• _WHAT THE TASK ASKS_:
Return the listing below verbatim. Pictures do not belong in the copy.

• _DATA TO PROCESS_:
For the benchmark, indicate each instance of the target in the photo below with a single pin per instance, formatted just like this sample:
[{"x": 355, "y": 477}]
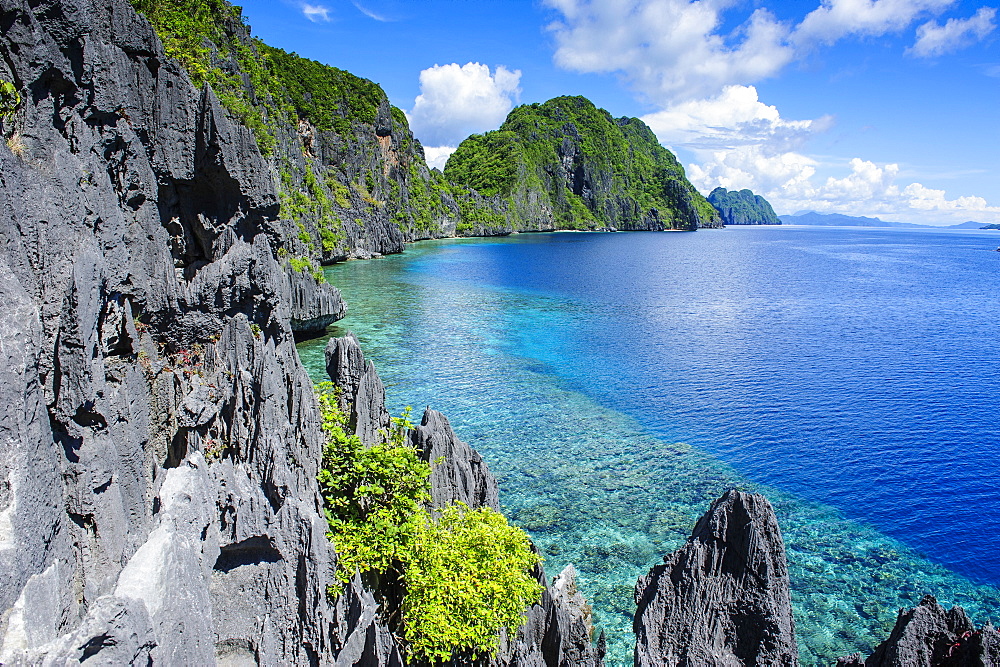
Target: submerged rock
[
  {"x": 929, "y": 636},
  {"x": 723, "y": 598}
]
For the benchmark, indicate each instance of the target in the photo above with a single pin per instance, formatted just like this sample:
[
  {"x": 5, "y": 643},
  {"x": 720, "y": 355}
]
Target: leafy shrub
[
  {"x": 467, "y": 573},
  {"x": 373, "y": 495},
  {"x": 467, "y": 577}
]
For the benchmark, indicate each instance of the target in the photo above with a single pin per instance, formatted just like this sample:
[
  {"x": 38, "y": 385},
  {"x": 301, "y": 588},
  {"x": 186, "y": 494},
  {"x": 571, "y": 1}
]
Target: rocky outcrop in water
[
  {"x": 723, "y": 598},
  {"x": 458, "y": 472},
  {"x": 558, "y": 629},
  {"x": 929, "y": 636}
]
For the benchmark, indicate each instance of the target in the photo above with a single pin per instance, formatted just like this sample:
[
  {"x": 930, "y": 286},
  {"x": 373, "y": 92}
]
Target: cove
[{"x": 617, "y": 383}]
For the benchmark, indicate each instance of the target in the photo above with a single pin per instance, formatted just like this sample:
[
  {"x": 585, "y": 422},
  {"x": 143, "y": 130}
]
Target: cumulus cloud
[
  {"x": 316, "y": 13},
  {"x": 668, "y": 50},
  {"x": 735, "y": 117},
  {"x": 788, "y": 181},
  {"x": 437, "y": 156},
  {"x": 835, "y": 19},
  {"x": 370, "y": 13},
  {"x": 456, "y": 101},
  {"x": 934, "y": 39}
]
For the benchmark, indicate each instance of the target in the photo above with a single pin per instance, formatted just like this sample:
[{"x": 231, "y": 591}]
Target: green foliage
[
  {"x": 742, "y": 208},
  {"x": 486, "y": 162},
  {"x": 305, "y": 265},
  {"x": 10, "y": 99},
  {"x": 373, "y": 495},
  {"x": 624, "y": 171},
  {"x": 467, "y": 576},
  {"x": 200, "y": 33},
  {"x": 268, "y": 89}
]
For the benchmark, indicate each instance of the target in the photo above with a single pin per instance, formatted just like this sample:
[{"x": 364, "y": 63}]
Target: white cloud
[
  {"x": 437, "y": 156},
  {"x": 934, "y": 39},
  {"x": 735, "y": 117},
  {"x": 835, "y": 19},
  {"x": 316, "y": 13},
  {"x": 668, "y": 50},
  {"x": 456, "y": 101},
  {"x": 369, "y": 13},
  {"x": 754, "y": 168},
  {"x": 788, "y": 181}
]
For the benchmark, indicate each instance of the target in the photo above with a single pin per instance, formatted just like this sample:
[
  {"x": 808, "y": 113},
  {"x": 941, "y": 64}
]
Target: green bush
[
  {"x": 10, "y": 99},
  {"x": 467, "y": 576},
  {"x": 373, "y": 495}
]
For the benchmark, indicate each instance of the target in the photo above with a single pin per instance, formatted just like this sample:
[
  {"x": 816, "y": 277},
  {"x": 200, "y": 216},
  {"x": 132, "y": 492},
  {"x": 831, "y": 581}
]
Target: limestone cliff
[
  {"x": 723, "y": 598},
  {"x": 158, "y": 443}
]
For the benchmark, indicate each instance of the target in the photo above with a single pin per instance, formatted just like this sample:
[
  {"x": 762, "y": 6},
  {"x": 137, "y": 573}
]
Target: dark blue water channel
[{"x": 617, "y": 383}]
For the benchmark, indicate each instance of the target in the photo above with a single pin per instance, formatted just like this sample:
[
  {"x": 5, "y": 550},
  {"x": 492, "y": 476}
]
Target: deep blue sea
[{"x": 617, "y": 383}]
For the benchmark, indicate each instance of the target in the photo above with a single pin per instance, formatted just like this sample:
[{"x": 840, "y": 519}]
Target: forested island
[{"x": 177, "y": 490}]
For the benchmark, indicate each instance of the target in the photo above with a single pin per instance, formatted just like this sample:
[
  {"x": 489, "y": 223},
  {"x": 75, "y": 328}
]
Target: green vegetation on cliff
[
  {"x": 571, "y": 161},
  {"x": 466, "y": 573},
  {"x": 351, "y": 174},
  {"x": 742, "y": 208}
]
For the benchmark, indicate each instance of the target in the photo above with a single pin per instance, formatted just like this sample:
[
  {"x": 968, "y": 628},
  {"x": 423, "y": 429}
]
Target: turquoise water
[{"x": 617, "y": 383}]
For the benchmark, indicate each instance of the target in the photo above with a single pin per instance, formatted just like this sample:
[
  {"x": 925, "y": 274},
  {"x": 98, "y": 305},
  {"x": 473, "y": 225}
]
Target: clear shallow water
[{"x": 617, "y": 383}]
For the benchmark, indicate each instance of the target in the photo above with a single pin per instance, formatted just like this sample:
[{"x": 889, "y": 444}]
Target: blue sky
[{"x": 886, "y": 108}]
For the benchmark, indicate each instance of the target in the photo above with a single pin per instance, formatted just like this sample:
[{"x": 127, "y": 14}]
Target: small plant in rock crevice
[{"x": 466, "y": 573}]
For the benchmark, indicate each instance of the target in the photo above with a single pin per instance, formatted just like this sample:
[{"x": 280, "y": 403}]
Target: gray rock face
[
  {"x": 929, "y": 636},
  {"x": 558, "y": 631},
  {"x": 362, "y": 394},
  {"x": 159, "y": 443},
  {"x": 722, "y": 598},
  {"x": 458, "y": 472}
]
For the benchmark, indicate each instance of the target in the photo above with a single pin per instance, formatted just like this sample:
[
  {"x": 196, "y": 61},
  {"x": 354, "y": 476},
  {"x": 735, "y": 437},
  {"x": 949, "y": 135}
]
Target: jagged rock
[
  {"x": 722, "y": 598},
  {"x": 929, "y": 636},
  {"x": 551, "y": 180},
  {"x": 558, "y": 631},
  {"x": 160, "y": 441},
  {"x": 458, "y": 472},
  {"x": 314, "y": 305},
  {"x": 362, "y": 391},
  {"x": 366, "y": 642}
]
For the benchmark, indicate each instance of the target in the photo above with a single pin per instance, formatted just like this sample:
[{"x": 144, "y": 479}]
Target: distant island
[
  {"x": 840, "y": 220},
  {"x": 742, "y": 207}
]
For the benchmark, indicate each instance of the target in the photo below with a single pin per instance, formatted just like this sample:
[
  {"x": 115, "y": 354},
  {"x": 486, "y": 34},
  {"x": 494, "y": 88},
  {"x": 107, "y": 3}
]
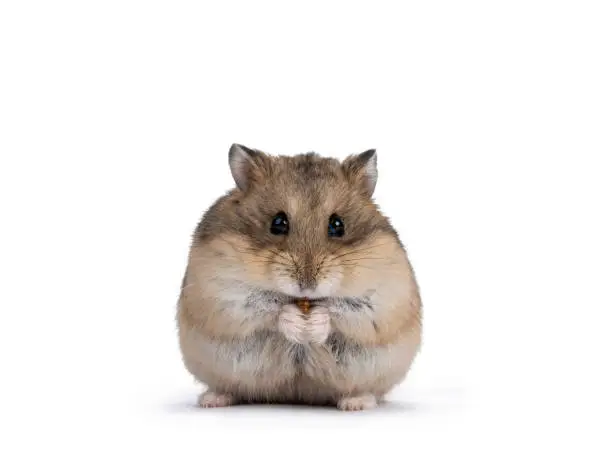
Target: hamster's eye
[
  {"x": 280, "y": 224},
  {"x": 335, "y": 227}
]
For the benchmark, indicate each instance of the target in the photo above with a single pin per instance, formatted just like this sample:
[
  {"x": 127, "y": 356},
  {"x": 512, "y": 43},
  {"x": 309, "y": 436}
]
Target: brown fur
[{"x": 239, "y": 275}]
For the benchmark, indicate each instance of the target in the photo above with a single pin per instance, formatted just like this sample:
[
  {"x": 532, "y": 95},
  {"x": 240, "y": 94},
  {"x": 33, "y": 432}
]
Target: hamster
[{"x": 298, "y": 228}]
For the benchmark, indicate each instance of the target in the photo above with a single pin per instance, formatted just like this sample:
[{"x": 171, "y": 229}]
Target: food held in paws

• _FINAL RESULT_:
For the benchmark, indicate each instance of the target in the photo below with a single pin per instance, formatted just like this sample:
[{"x": 355, "y": 477}]
Target: submerged rock
[
  {"x": 929, "y": 636},
  {"x": 723, "y": 598}
]
For the benchmark, indicate each instance of the target in the photo above with a single pin per instance, formatted just like this sample:
[
  {"x": 5, "y": 643},
  {"x": 720, "y": 355}
]
Target: leafy shrub
[
  {"x": 467, "y": 573},
  {"x": 373, "y": 495},
  {"x": 467, "y": 577}
]
For the benchmark, indicate each instance of the target in the photo above with a single pin per instance, formatted just like this sample:
[
  {"x": 38, "y": 385},
  {"x": 301, "y": 588},
  {"x": 186, "y": 494},
  {"x": 571, "y": 1}
]
Target: rocky outcrop in water
[
  {"x": 723, "y": 598},
  {"x": 458, "y": 472},
  {"x": 558, "y": 629},
  {"x": 929, "y": 636}
]
For the benchmark, indicate each instance of the target in the photo above with a single pin per instance, formatted just like this sample:
[
  {"x": 930, "y": 286},
  {"x": 373, "y": 92}
]
Target: cove
[{"x": 617, "y": 383}]
For the benchmark, indicate each instance of the target in the photo above with a single pin per instance, formatted just like this sample:
[
  {"x": 585, "y": 422},
  {"x": 143, "y": 130}
]
Target: cumulus cloud
[
  {"x": 316, "y": 13},
  {"x": 668, "y": 50},
  {"x": 735, "y": 117},
  {"x": 788, "y": 181},
  {"x": 437, "y": 156},
  {"x": 835, "y": 19},
  {"x": 370, "y": 13},
  {"x": 456, "y": 101},
  {"x": 934, "y": 39}
]
For the benchmark, indicate each instance of the target in the photo above with a single pin per instance, formatted just like this sample:
[{"x": 231, "y": 591}]
Target: green foliage
[
  {"x": 742, "y": 208},
  {"x": 486, "y": 162},
  {"x": 305, "y": 265},
  {"x": 10, "y": 99},
  {"x": 373, "y": 495},
  {"x": 624, "y": 171},
  {"x": 467, "y": 576},
  {"x": 200, "y": 33},
  {"x": 268, "y": 89}
]
For the benchmark, indicate each instance of the target in the photo above with a single pin per instance, formatted just like this sample:
[{"x": 364, "y": 63}]
Target: white cloud
[
  {"x": 437, "y": 156},
  {"x": 934, "y": 39},
  {"x": 735, "y": 117},
  {"x": 835, "y": 19},
  {"x": 316, "y": 13},
  {"x": 668, "y": 50},
  {"x": 456, "y": 101},
  {"x": 369, "y": 13},
  {"x": 754, "y": 168},
  {"x": 788, "y": 181}
]
For the benchmark, indicate each instance of the target in the photo above with a single pin per instance, formatted just like this sample:
[
  {"x": 808, "y": 113},
  {"x": 941, "y": 64}
]
Target: green bush
[
  {"x": 10, "y": 99},
  {"x": 467, "y": 576},
  {"x": 373, "y": 495}
]
For the benchmark, indicate each instance of the target in the photo above with a single pin per instance, formatted just like this sample:
[
  {"x": 816, "y": 277},
  {"x": 200, "y": 216},
  {"x": 132, "y": 492},
  {"x": 831, "y": 581}
]
Target: limestone cliff
[
  {"x": 723, "y": 598},
  {"x": 158, "y": 443}
]
For the benchmark, indicate each instance of the target in the photo above with a single pin per instance, formatted just like this sample:
[
  {"x": 762, "y": 6},
  {"x": 137, "y": 573}
]
Target: dark blue water channel
[{"x": 617, "y": 383}]
For the benchmark, indicate each instance of the target in the photo above with a single pin per instance, formatted just like this sample:
[
  {"x": 5, "y": 550},
  {"x": 492, "y": 476}
]
Target: deep blue sea
[{"x": 617, "y": 383}]
For the benchmark, indicate each instance of the target in the photo above with a single pin per instance, formatted just like this sample:
[{"x": 840, "y": 519}]
Target: forested island
[{"x": 177, "y": 490}]
For the benchmark, indicate each instance of the target in the photo above with a single pin per instance, formatted just like this sample:
[
  {"x": 489, "y": 223},
  {"x": 75, "y": 328}
]
Target: green vegetation on cliff
[
  {"x": 571, "y": 161},
  {"x": 466, "y": 573},
  {"x": 351, "y": 174},
  {"x": 742, "y": 208}
]
For the benchmark, indicate each instance of the target in the photo above with a single pin per instance, formatted just like this sample:
[
  {"x": 968, "y": 628},
  {"x": 423, "y": 429}
]
Target: turquoise water
[{"x": 617, "y": 383}]
For the benchmark, indicate each instance of the target in the photo above with a single pin per instance, formatted just like this sample:
[
  {"x": 925, "y": 274},
  {"x": 98, "y": 305},
  {"x": 473, "y": 225}
]
Target: clear shallow water
[{"x": 617, "y": 383}]
For the benchmark, indicate each instance of the target in the photo above with a single pin per instance, formatted just like this sample:
[{"x": 889, "y": 444}]
Target: blue sky
[{"x": 886, "y": 108}]
For the benchmark, indicate each instance of the target in the photo above with a single pin per instance, formatted just like this sample:
[{"x": 127, "y": 14}]
Target: small plant in rock crevice
[{"x": 466, "y": 573}]
For the benchmark, indicate each instance of the target in the photo above with a single pin per instance, formatted just like this sample:
[{"x": 280, "y": 403}]
Target: gray rock face
[
  {"x": 929, "y": 636},
  {"x": 558, "y": 631},
  {"x": 362, "y": 394},
  {"x": 159, "y": 443},
  {"x": 722, "y": 598},
  {"x": 458, "y": 472}
]
For the benchmark, indicate each instance of the target in the photo above with a single pin per instance, formatted just like this sample:
[
  {"x": 196, "y": 61},
  {"x": 354, "y": 476},
  {"x": 735, "y": 437},
  {"x": 949, "y": 135}
]
Target: jagged rock
[
  {"x": 722, "y": 598},
  {"x": 929, "y": 636},
  {"x": 551, "y": 180},
  {"x": 558, "y": 631},
  {"x": 160, "y": 441},
  {"x": 458, "y": 472},
  {"x": 314, "y": 305},
  {"x": 362, "y": 391},
  {"x": 366, "y": 642}
]
For the benchmark, indicate each instance of the target in the photo above with a single pin per instance, formatted just like this sample:
[{"x": 144, "y": 479}]
Target: distant island
[
  {"x": 840, "y": 220},
  {"x": 742, "y": 207}
]
For the benchmark, indicate each instance of the target in the photo below with a single pin per instance, formatted just like this sample:
[
  {"x": 115, "y": 354},
  {"x": 486, "y": 34},
  {"x": 494, "y": 88},
  {"x": 107, "y": 3}
]
Target: hamster's eye
[
  {"x": 280, "y": 224},
  {"x": 335, "y": 227}
]
For the benchmark, indicate each instance of the target in the photo above with a single pin per instance, formatted just like this sample:
[
  {"x": 127, "y": 356},
  {"x": 512, "y": 43},
  {"x": 309, "y": 436}
]
Target: brown fur
[{"x": 239, "y": 275}]
For the benchmark, indicate each instance of the target in the photo above with a single pin per instance, formatted just like this sample:
[
  {"x": 532, "y": 95},
  {"x": 240, "y": 94},
  {"x": 33, "y": 432}
]
Target: hamster
[{"x": 298, "y": 228}]
For the benchmark, indicate each instance of the target in the photo above with a single pin per instance, formatted just like this sample:
[{"x": 171, "y": 229}]
Target: food held in paws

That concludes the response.